## Problem requirements
Please copy, with no word changed, only the run of lines that opens with the line containing "Greenhouse-scouting task: tag the sofa armrest" and closes with the last line below.

## Task data
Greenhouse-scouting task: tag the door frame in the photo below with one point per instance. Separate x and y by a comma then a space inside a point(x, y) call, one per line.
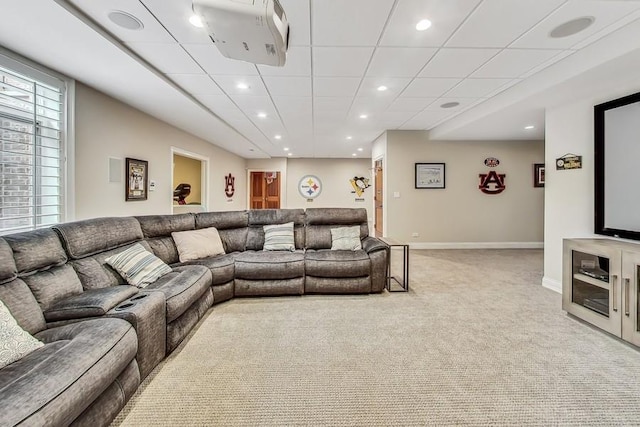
point(204, 175)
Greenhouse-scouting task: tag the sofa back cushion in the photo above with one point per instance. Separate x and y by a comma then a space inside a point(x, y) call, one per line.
point(258, 218)
point(157, 231)
point(93, 236)
point(232, 227)
point(320, 221)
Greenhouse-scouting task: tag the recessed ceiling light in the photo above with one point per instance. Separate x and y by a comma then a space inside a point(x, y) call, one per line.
point(423, 25)
point(572, 27)
point(196, 21)
point(125, 20)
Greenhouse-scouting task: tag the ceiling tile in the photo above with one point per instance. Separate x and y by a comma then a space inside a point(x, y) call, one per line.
point(174, 16)
point(476, 88)
point(512, 63)
point(399, 61)
point(457, 62)
point(348, 23)
point(333, 86)
point(340, 61)
point(429, 88)
point(288, 86)
point(497, 23)
point(196, 83)
point(445, 16)
point(212, 61)
point(168, 58)
point(604, 12)
point(298, 64)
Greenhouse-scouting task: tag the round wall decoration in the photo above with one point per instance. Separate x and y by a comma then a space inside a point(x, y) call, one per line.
point(310, 186)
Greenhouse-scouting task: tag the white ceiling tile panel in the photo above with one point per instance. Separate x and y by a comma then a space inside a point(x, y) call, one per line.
point(445, 15)
point(168, 58)
point(604, 12)
point(476, 88)
point(212, 61)
point(196, 83)
point(399, 61)
point(153, 31)
point(298, 64)
point(288, 86)
point(512, 63)
point(336, 87)
point(457, 62)
point(348, 23)
point(429, 88)
point(174, 16)
point(340, 61)
point(497, 23)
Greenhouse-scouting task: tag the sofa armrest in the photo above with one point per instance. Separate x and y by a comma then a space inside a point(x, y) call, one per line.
point(90, 303)
point(371, 244)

## The answer
Greenhouse-scouting task: tag the sofa armrest in the photo above with one point per instance. Separate x and y by a comma then a space inside a point(x, y) call, one per line.
point(90, 303)
point(371, 244)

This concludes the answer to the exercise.